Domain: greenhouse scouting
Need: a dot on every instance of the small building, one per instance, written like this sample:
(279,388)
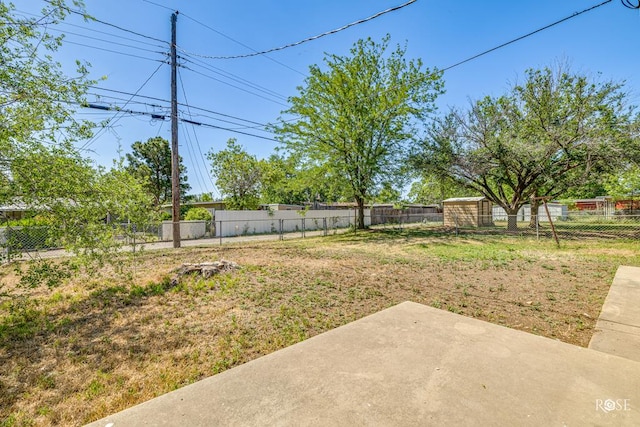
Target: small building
(279,207)
(600,204)
(468,212)
(385,213)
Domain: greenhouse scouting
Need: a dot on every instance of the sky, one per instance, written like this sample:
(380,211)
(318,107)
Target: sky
(128,53)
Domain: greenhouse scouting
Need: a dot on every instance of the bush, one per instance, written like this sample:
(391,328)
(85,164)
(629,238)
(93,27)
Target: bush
(198,214)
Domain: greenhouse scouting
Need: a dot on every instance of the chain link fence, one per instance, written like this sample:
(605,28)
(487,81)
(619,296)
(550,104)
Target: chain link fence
(16,240)
(573,225)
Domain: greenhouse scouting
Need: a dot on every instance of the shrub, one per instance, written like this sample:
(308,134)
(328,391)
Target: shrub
(198,214)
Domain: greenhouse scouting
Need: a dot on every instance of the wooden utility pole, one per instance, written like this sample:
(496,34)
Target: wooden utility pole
(175,158)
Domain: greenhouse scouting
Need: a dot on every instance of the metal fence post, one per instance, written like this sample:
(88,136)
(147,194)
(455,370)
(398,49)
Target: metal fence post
(455,219)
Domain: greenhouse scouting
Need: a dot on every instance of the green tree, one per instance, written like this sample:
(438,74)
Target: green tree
(544,137)
(151,162)
(357,117)
(238,176)
(625,185)
(432,189)
(40,166)
(198,214)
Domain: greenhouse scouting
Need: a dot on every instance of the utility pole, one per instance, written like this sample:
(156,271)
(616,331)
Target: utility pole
(175,158)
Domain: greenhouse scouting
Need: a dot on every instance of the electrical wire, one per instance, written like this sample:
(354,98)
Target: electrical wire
(526,35)
(166,116)
(180,104)
(241,44)
(233,86)
(84,36)
(308,39)
(118,116)
(93,18)
(233,77)
(115,51)
(65,23)
(631,4)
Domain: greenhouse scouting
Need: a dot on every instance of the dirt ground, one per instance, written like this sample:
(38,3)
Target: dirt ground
(107,339)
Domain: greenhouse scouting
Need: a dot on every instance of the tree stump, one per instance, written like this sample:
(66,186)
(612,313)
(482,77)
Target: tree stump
(204,269)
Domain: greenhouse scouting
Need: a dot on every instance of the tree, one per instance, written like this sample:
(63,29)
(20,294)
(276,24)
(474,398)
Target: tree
(40,166)
(151,162)
(544,137)
(431,189)
(357,117)
(625,185)
(238,176)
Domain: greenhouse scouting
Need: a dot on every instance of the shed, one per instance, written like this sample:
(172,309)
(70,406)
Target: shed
(467,212)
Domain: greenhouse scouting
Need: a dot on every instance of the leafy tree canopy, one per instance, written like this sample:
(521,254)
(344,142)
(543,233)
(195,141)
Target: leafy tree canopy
(546,136)
(357,117)
(238,176)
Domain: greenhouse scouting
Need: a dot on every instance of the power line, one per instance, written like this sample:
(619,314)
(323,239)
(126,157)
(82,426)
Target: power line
(241,44)
(233,86)
(165,116)
(528,34)
(233,77)
(308,39)
(92,18)
(181,104)
(84,36)
(184,93)
(94,31)
(115,51)
(114,120)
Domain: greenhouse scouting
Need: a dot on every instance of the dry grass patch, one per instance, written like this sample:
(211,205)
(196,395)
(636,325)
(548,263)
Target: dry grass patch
(103,342)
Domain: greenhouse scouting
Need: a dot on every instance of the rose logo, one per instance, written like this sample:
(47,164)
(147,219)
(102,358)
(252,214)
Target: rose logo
(609,405)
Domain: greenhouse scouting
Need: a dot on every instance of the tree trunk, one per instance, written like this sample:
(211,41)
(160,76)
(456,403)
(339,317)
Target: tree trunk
(360,220)
(512,219)
(535,206)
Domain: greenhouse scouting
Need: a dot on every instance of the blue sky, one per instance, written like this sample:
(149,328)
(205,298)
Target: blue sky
(254,90)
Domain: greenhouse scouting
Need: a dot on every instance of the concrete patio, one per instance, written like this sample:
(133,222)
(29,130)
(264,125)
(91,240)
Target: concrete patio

WHAT TO DO – Only a number is needed here: the count of lines above that hold the string "patio".

SOLUTION FOR THIS EXERCISE – 2